Your instructions:
Scale the data below by rewriting every line in full with each path coordinate multiplied by 1.95 and rounded to a whole number, halves rounded up. Leave all other text unchanged.
** Start Records for this exercise **
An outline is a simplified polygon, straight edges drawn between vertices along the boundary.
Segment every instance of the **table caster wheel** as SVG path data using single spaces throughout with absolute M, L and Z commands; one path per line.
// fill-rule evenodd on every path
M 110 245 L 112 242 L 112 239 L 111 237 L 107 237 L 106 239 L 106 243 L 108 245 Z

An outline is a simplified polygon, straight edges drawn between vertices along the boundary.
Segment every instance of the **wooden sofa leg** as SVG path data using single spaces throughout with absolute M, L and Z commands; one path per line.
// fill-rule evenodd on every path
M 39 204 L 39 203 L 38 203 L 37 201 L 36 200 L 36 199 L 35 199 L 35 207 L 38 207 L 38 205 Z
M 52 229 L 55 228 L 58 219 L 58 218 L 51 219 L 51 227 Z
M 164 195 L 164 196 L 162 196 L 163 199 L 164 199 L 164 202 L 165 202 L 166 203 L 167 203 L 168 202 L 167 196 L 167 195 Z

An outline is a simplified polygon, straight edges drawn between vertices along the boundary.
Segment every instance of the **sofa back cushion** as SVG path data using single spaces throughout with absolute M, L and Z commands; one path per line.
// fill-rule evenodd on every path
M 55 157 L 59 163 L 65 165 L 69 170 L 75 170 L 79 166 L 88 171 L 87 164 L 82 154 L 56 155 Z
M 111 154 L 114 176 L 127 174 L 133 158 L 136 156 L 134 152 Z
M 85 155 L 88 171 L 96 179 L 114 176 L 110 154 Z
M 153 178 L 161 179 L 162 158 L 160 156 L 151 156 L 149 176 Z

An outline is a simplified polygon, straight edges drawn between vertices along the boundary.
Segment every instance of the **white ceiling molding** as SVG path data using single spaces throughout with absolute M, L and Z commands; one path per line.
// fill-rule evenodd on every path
** End Records for this exercise **
Exercise response:
An outline is a simplified polygon, straight edges drawn between vertices along the boundary.
Segment every instance of the **table caster wheel** as SVG path data using single spaces throughout with absolute M, L and Z commands; one path per line.
// fill-rule evenodd on every path
M 215 478 L 218 472 L 218 466 L 216 462 L 209 462 L 207 466 L 207 474 L 211 478 Z

An outline is a simplified polygon, straight edges drawn between vertices along the boundary.
Segment every instance of the **wooden sofa leg** as SVG path data using single spaces throughout with absolute M, L and Z commands; one path per line.
// fill-rule evenodd on every path
M 76 398 L 76 396 L 74 396 L 72 392 L 70 390 L 70 388 L 68 388 L 68 404 L 74 404 L 74 400 Z
M 101 447 L 107 445 L 113 427 L 113 425 L 99 427 L 99 443 Z
M 320 380 L 320 382 L 316 382 L 318 388 L 320 388 L 320 394 L 322 394 L 324 396 L 326 396 L 328 394 L 326 382 L 326 380 Z

An outline is a simplified polygon, straight edges drawn between vertices along the boundary.
Segment every instance of the **sofa back cushion** as SVG path data using single spaces throughout with absolute M, L and Z commands; one path per line.
// fill-rule evenodd on every path
M 107 306 L 115 318 L 127 322 L 135 332 L 146 332 L 154 324 L 172 333 L 170 320 L 160 300 L 109 302 Z
M 216 300 L 222 343 L 248 339 L 259 308 L 265 304 L 261 296 Z
M 166 302 L 172 333 L 187 349 L 222 343 L 215 300 Z
M 298 347 L 314 349 L 316 308 L 312 304 L 294 304 L 291 343 Z

An outline is a simplified polygon, straight edges drawn between vertices along the boundary.
Segment every instance of the **white ceiling molding** as SVG path data using single spaces throughout with absolute M, L and Z commands; one path per line.
// fill-rule evenodd on every path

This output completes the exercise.